— PAGE —
# 🛠️ Scraping template for race results (pagination + CSV saving)

In [2]:
import requests
from bs4 import BeautifulSoup
import pandas as pd
import time
import random

# ---------------------- CONFIGURATION ----------------------

In [3]:
BASE_URL = 'https://example.com/race-results?page='  # Example, change for real project
START_PAGE = 1
END_PAGE = 5  # Will update dynamically if needed
DELAY_RANGE = (1, 3)  # Seconds between requests

# Output CSV filenames
RESULTS_CSV = 'race_results.csv'
RACE_INFO_CSV = 'race_info.csv'

# ---------------------- DATA STORAGE ----------------------

In [4]:
race_results = []
race_info = []

# ---------------------- SCRAPING FUNCTION ----------------------

In [5]:
def scrape_page(url):
    response = requests.get(url, headers={"User-Agent": "Mozilla/5.0"})
    if response.status_code != 200:
        print(f"Failed to fetch {url}")
        return None
    return BeautifulSoup(response.text, 'html.parser')

# ---------------------- MAIN LOOP ----------------------

In [None]:
for page in range(START_PAGE, END_PAGE + 1):
    print(f"Scraping page {page}...")
    url = f"{BASE_URL}{page}"
    soup = scrape_page(url)
    if soup is None:
        continue

    # Find table rows (adapt to real HTML structure)
    table_rows = soup.find_all('tr')
    
    for row in table_rows[1:]:  # Skip header
        cols = row.find_all('td')

— WORK TO COMPLETE —
1) Answer from the scraping template:
(a) What value is END_PAGE given?
(b) What filename is assigned to RACE_INFO_CSV?
(c) What does scrape_page return when the status code is not 200?
2) Render this sentence from the scraping template in French: "Find table rows (adapt to real HTML structure)"
3) Write the next lines of the scraping template, picking up right after its final line of code.
The data placed after this point is separate material, apart from the scraping template.

— MATERIAL PROVIDED —
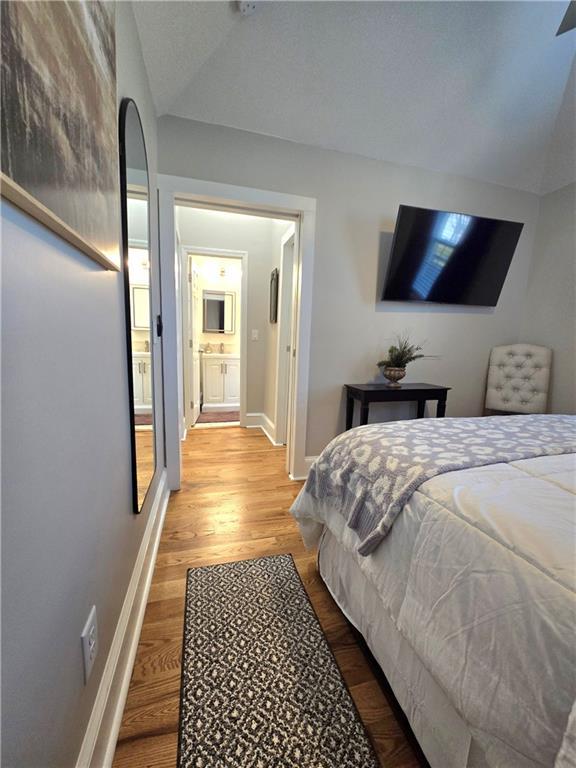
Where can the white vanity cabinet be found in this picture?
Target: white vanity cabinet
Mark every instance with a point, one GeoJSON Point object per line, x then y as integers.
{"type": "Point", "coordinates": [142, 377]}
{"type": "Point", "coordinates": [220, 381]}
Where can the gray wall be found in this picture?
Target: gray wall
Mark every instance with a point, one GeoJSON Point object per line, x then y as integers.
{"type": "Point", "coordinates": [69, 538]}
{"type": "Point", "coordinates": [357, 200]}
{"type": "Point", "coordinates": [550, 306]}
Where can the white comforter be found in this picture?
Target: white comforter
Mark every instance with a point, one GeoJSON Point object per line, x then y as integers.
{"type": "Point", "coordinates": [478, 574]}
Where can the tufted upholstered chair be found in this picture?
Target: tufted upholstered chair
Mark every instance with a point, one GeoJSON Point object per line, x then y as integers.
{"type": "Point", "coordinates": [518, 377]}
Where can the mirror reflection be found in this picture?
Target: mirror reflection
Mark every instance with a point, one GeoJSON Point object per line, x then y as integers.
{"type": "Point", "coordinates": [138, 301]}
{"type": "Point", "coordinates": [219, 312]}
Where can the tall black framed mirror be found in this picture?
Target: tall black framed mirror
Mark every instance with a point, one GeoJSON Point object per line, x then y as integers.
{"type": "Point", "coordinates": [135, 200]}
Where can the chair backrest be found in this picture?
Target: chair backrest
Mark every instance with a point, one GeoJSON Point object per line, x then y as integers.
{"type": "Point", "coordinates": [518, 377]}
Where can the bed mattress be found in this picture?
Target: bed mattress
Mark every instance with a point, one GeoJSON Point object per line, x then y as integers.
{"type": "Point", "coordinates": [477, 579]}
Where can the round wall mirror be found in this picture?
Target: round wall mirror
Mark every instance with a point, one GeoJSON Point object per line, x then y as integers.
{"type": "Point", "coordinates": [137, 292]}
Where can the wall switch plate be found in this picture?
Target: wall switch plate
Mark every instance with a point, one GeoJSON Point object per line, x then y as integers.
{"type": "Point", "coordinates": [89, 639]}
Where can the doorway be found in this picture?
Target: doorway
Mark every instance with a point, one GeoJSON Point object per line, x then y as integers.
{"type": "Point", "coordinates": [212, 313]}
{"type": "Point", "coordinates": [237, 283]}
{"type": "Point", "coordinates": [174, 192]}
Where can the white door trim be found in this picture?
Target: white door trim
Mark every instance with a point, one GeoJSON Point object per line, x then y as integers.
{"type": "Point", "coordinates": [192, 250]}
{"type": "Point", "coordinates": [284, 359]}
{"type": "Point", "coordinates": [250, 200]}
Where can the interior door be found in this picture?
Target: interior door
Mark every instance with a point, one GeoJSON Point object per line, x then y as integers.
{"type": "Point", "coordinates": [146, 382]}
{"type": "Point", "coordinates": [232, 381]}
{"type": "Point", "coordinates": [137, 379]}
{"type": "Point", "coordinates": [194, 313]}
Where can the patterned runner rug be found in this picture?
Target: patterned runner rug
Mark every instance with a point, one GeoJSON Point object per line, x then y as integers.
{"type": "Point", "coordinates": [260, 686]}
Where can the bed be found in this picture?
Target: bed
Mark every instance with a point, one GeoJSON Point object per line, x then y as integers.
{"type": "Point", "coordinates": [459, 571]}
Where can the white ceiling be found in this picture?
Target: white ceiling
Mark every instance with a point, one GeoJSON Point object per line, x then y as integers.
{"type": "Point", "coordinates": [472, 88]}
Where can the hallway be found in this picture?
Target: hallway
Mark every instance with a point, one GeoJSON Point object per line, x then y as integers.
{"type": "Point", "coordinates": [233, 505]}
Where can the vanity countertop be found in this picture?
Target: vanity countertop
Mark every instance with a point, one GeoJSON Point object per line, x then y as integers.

— RESPONSES PER TASK —
1)
(a) 5
(b) race_info.csv
(c) None

2) Trouver les lignes du tableau (adapter à la structure HTML réelle)

3)
        if len(cols) > 5:  # Check if expected number of columns exist
            race_results.append({
                'Name': cols[0].text.strip(),
                'Age': cols[1].text.strip(),
                'Gender': cols[2].text.strip(),
                'Finish Time': cols[3].text.strip(),
                'Overall Place': cols[4].text.strip(),
                'Division': cols[5].text.strip(),
                'City/State/Country': cols[6].text.strip() if len(cols) > 6 else ''
            })

    # Delay to not overload server
    time.sleep(random.uniform(*DELAY_RANGE))

# Example static race info (can also be parsed)
race_info.append({
    'Race Name': 'Sample Race',
    'Date': '2024-01-01',
    'Location': 'New York, USA',
    'Distance': '10K'
})

# ---------------------- SAVE RESULTS ----------------------

In [None]:
# ---------------------- SAVE RESULTS ----------------------
pd.DataFrame(race_results).to_csv(f'data/{RESULTS_CSV}', index=False)
pd.DataFrame(race_info).to_csv(f'data/{RACE_INFO_CSV}', index=False)

print(f"✅ Scraping complete! Data saved in 'data/' folder.")